▶ [Action item]: Reproduce verbatim the lines of the material below, starting at the line with "TARGET = pot rim" and ending at the line with "TARGET = utility pole", both inclusive; skip the rest.

▶ [Source data]:

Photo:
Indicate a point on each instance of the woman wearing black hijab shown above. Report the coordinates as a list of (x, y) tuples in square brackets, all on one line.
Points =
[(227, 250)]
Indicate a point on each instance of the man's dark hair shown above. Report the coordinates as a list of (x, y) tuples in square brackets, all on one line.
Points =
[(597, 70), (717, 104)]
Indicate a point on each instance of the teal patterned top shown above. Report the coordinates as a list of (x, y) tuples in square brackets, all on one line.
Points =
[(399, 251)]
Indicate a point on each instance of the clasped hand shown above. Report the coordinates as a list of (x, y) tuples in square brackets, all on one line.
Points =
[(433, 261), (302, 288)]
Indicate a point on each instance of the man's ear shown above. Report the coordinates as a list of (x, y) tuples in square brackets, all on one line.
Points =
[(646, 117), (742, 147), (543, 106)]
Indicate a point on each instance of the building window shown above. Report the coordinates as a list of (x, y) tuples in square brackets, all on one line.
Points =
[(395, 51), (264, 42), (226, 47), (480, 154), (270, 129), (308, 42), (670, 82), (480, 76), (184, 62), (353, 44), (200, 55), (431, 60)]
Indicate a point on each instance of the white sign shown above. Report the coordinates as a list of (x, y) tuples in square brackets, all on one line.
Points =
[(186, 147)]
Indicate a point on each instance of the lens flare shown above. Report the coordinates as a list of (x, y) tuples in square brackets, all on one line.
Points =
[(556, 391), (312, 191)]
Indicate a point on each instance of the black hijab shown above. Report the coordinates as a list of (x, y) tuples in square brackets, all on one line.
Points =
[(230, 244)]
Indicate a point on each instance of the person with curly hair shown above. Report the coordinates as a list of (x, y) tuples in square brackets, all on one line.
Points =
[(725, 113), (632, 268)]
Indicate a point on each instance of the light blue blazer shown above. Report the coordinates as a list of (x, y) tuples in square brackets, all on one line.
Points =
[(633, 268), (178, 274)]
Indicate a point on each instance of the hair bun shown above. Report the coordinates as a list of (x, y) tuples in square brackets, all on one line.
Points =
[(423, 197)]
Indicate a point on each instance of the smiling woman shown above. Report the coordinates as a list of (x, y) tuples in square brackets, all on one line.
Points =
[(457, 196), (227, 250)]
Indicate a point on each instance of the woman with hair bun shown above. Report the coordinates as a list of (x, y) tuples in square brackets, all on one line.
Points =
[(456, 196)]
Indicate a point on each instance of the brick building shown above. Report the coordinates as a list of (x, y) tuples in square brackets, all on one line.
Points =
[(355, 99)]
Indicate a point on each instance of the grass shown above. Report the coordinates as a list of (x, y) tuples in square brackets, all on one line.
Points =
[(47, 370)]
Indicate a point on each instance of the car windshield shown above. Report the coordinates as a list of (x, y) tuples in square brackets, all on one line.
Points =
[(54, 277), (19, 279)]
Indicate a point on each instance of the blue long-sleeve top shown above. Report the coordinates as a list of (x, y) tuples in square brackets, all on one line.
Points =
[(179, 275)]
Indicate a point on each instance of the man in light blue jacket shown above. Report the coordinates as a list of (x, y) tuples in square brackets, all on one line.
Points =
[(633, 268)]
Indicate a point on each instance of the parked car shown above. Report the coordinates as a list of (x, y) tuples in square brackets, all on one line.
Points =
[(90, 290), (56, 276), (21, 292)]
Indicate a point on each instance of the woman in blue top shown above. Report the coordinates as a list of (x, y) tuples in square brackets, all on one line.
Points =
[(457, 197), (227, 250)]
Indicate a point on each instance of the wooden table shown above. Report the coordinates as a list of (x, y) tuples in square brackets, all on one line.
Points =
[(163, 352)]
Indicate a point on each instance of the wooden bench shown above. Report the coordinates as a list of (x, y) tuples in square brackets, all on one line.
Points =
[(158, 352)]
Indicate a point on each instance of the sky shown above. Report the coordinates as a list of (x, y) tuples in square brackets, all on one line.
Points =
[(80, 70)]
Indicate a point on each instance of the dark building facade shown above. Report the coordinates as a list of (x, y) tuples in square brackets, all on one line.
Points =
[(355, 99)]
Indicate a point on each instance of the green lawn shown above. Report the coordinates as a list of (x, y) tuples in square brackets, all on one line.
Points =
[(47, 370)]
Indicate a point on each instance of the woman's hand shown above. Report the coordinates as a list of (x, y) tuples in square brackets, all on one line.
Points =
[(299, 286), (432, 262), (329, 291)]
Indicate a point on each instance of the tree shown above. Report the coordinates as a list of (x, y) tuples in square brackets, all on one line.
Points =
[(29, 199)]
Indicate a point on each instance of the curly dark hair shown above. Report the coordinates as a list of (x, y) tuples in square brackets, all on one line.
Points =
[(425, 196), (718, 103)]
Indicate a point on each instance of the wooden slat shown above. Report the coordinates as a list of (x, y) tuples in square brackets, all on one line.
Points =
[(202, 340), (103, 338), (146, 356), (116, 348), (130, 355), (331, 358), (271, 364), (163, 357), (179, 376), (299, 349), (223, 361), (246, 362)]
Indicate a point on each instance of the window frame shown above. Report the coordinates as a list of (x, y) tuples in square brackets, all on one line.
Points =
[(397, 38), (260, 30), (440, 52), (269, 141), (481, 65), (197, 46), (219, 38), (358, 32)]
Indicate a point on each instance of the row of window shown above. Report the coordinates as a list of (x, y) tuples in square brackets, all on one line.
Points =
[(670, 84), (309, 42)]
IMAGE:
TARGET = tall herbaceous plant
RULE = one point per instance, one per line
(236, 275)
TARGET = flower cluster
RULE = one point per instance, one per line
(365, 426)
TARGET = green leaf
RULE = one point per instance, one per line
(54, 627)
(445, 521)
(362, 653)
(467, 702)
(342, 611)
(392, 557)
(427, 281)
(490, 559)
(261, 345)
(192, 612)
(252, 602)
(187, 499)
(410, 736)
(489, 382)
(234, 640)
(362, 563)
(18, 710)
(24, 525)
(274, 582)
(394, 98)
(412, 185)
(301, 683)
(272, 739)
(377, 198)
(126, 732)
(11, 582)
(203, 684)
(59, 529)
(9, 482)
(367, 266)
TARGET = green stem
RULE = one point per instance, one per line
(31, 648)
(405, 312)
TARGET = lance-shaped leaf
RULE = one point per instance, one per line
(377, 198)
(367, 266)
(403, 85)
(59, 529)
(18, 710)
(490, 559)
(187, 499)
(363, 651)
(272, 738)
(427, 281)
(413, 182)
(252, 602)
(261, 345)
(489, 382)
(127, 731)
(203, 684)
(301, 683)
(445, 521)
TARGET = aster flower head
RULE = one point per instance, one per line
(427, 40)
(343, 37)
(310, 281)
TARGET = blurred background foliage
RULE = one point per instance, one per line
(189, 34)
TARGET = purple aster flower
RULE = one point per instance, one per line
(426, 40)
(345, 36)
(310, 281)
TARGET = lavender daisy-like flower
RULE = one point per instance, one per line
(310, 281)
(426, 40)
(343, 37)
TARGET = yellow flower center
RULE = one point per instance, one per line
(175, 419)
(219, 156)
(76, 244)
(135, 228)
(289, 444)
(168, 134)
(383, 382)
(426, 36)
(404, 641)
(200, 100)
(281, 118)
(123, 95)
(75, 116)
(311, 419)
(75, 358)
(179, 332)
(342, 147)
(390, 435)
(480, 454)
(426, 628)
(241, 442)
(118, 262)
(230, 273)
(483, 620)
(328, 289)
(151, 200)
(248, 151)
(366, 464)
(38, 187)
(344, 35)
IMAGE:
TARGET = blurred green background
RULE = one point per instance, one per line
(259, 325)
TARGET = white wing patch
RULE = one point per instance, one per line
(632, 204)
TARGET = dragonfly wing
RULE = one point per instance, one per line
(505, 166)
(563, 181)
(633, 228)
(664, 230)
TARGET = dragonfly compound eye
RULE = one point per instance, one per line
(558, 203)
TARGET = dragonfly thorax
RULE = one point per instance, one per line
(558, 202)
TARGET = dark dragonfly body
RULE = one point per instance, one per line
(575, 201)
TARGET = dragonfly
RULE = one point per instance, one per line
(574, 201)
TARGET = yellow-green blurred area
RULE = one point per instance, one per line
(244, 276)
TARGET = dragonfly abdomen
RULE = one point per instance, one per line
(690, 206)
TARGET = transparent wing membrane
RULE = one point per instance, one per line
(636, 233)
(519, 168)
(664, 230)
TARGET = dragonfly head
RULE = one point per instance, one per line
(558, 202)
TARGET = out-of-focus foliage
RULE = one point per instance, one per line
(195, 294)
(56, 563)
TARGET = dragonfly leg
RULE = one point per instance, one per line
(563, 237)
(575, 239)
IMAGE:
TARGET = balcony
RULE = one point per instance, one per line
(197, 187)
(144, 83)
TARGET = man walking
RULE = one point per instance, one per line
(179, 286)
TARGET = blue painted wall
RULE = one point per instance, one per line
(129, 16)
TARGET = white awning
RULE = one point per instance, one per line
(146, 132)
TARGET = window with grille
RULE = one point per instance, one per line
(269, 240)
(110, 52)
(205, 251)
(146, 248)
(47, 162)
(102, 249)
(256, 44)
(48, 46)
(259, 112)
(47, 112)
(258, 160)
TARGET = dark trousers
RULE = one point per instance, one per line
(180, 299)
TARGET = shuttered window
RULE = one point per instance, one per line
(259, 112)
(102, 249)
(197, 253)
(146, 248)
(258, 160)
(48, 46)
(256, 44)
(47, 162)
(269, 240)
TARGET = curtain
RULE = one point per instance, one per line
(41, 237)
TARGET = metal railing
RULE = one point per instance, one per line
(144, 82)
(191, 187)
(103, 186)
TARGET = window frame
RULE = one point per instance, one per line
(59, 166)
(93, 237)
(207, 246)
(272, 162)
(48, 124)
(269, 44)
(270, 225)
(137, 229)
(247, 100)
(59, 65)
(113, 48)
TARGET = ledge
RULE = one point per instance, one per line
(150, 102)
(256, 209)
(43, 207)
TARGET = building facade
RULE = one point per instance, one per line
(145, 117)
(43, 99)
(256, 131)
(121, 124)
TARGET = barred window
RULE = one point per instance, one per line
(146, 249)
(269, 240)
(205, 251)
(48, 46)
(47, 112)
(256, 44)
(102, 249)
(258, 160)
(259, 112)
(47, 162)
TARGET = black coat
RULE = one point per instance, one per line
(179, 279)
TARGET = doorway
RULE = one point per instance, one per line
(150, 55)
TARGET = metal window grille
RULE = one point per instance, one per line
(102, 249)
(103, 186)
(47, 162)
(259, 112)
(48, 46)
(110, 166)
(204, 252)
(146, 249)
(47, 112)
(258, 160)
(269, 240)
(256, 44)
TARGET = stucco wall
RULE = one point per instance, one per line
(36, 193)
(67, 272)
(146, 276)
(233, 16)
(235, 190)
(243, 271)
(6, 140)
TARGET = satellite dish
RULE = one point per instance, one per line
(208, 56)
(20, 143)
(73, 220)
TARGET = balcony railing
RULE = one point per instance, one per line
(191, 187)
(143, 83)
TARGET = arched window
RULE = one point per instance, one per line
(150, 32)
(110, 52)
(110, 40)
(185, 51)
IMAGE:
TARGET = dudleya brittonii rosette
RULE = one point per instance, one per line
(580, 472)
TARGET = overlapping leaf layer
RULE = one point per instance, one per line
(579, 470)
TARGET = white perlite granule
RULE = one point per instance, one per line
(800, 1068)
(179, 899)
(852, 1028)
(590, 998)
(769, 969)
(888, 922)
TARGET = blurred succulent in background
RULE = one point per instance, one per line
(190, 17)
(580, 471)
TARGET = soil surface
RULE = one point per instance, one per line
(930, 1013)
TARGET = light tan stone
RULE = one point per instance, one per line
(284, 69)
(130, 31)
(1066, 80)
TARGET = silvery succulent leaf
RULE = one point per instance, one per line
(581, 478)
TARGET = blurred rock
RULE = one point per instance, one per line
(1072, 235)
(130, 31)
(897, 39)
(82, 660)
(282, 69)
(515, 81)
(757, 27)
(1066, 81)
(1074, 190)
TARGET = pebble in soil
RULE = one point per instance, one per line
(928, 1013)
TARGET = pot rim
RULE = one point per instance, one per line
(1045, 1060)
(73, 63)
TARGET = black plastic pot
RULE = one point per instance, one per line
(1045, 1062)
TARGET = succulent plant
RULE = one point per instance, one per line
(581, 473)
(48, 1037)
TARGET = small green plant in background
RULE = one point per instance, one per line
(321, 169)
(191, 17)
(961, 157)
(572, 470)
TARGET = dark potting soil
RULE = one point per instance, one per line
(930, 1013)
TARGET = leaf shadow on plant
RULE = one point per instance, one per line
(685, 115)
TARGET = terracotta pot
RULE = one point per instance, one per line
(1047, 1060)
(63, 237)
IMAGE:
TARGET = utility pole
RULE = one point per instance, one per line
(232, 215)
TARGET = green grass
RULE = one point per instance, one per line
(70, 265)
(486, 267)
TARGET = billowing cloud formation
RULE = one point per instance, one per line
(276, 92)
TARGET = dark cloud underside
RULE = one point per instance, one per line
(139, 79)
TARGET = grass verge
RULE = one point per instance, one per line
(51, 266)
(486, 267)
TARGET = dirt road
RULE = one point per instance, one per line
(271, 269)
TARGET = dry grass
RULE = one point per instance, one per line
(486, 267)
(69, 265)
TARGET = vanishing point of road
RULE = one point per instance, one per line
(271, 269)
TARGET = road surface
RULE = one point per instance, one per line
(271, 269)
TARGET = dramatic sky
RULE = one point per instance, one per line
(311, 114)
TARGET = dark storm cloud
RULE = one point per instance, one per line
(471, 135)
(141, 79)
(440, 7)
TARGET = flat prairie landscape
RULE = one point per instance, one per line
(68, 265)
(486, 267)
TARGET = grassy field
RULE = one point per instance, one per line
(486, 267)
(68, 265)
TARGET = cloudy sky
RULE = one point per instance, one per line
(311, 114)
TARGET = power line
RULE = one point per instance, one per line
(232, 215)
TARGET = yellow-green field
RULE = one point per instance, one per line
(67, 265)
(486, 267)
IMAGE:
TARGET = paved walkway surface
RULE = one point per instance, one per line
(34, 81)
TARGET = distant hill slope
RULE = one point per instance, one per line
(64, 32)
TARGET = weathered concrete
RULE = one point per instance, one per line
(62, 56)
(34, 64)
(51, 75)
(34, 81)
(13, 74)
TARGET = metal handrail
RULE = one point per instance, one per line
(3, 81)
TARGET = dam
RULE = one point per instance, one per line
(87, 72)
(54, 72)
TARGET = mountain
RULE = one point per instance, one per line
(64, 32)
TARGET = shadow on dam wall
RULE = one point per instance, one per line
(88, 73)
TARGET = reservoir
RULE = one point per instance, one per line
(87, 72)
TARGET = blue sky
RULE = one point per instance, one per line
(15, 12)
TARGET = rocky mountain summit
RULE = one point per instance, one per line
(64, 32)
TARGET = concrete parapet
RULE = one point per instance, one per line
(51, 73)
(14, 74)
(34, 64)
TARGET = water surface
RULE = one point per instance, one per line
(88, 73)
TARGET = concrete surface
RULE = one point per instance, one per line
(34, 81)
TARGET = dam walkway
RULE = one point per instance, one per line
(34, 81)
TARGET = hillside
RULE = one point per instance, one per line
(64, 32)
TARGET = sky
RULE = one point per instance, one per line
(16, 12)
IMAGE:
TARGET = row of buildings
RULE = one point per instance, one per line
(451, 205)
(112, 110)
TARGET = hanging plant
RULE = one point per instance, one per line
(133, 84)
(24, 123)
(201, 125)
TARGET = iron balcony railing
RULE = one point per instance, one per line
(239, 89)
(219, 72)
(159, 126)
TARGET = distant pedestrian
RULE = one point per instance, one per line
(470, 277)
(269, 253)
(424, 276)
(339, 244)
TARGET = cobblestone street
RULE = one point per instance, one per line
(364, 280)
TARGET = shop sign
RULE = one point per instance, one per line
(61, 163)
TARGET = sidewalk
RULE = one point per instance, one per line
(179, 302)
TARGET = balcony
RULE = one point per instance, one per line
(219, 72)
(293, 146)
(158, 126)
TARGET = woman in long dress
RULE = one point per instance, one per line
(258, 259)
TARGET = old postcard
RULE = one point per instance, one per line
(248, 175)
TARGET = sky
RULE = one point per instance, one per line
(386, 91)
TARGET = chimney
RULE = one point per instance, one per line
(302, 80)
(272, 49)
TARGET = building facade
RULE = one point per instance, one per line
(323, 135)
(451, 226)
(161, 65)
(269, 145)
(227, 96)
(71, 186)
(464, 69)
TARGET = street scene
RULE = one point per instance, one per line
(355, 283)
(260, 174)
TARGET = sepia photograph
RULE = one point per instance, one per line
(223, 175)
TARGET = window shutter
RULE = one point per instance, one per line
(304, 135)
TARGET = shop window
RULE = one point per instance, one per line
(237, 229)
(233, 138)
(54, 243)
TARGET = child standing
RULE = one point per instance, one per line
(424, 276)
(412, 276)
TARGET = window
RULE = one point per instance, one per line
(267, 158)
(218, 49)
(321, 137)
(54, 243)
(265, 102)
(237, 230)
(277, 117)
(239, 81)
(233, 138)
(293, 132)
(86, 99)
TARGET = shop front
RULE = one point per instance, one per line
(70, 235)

▶ [Answer space]:
TARGET = pot rim
RULE = one point per instance, one per line
(1045, 1060)
(73, 63)
TARGET = black plastic pot
RULE = one point per instance, one per line
(1045, 1062)
TARGET = succulent plant
RULE = one point per instance, one per line
(581, 473)
(48, 1037)
TARGET = small green plant in background
RULE = one point per instance, one per line
(321, 169)
(191, 17)
(961, 157)
(572, 470)
TARGET = dark potting soil
RULE = one point per instance, one per line
(930, 1013)
TARGET = leaf shadow on plant
RULE = one point per instance, one per line
(685, 115)
TARGET = terracotta pot
RULE = one point per instance, one per line
(1047, 1060)
(63, 237)
IMAGE:
TARGET = utility pole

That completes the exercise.